_Entries shown_:
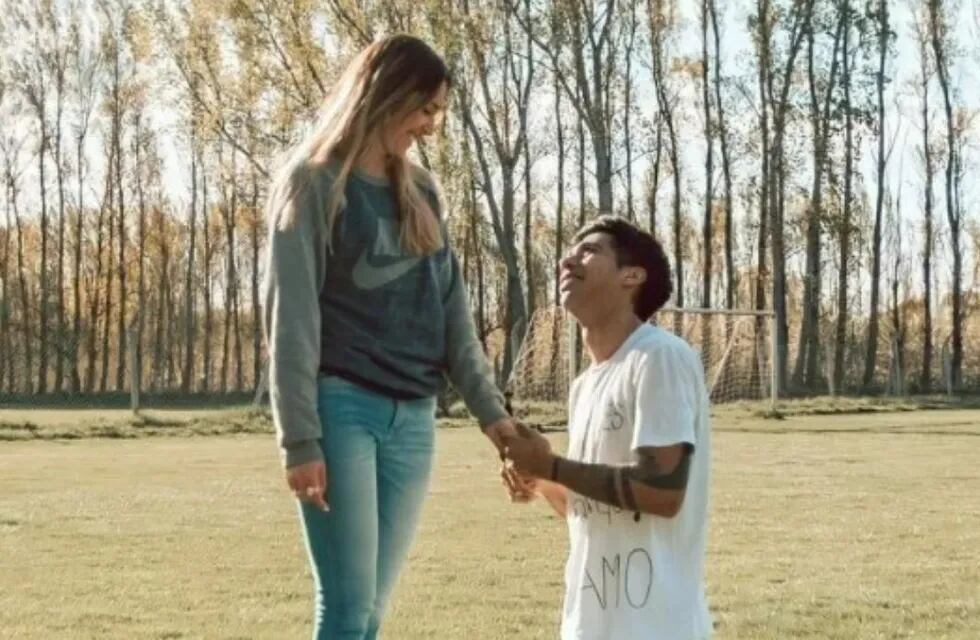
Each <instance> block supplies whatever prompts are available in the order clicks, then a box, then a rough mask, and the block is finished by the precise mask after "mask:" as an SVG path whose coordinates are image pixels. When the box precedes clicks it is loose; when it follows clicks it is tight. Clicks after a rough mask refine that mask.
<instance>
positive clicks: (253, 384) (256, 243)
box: [249, 168, 262, 387]
mask: <svg viewBox="0 0 980 640" xmlns="http://www.w3.org/2000/svg"><path fill="white" fill-rule="evenodd" d="M250 173H251V176H252V220H251V226H250V230H249V231H250V241H251V246H252V383H253V385H254V386H255V387H258V386H259V379H260V378H261V377H262V307H261V303H260V299H259V236H260V233H259V226H260V220H261V217H260V216H259V177H258V174H257V173H256V171H255V169H254V168H253V169H252V170H251V171H250Z"/></svg>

_Work instructions_:
Please give back every line above exactly as it stands, without pictures.

_Exercise solution_:
Each <instance> block supplies whatever prompts are available in the order clicks, then a box, then a rough mask, and the block is finished by the precise mask after "mask:" as an SVG path whose coordinates are image pixels. When the box precedes clicks it is loose; when it follows clicks it is tight. Clicks after a rough mask refine that mask.
<instance>
positive clicks: (253, 384) (256, 243)
box: [249, 168, 262, 387]
mask: <svg viewBox="0 0 980 640" xmlns="http://www.w3.org/2000/svg"><path fill="white" fill-rule="evenodd" d="M250 173H251V176H252V220H251V226H250V230H249V231H250V241H251V246H252V383H253V385H254V386H255V387H258V386H259V379H260V378H261V377H262V307H261V303H260V299H259V236H260V233H259V226H260V220H261V217H260V216H259V177H258V174H257V173H256V171H255V169H254V168H253V169H252V170H251V171H250Z"/></svg>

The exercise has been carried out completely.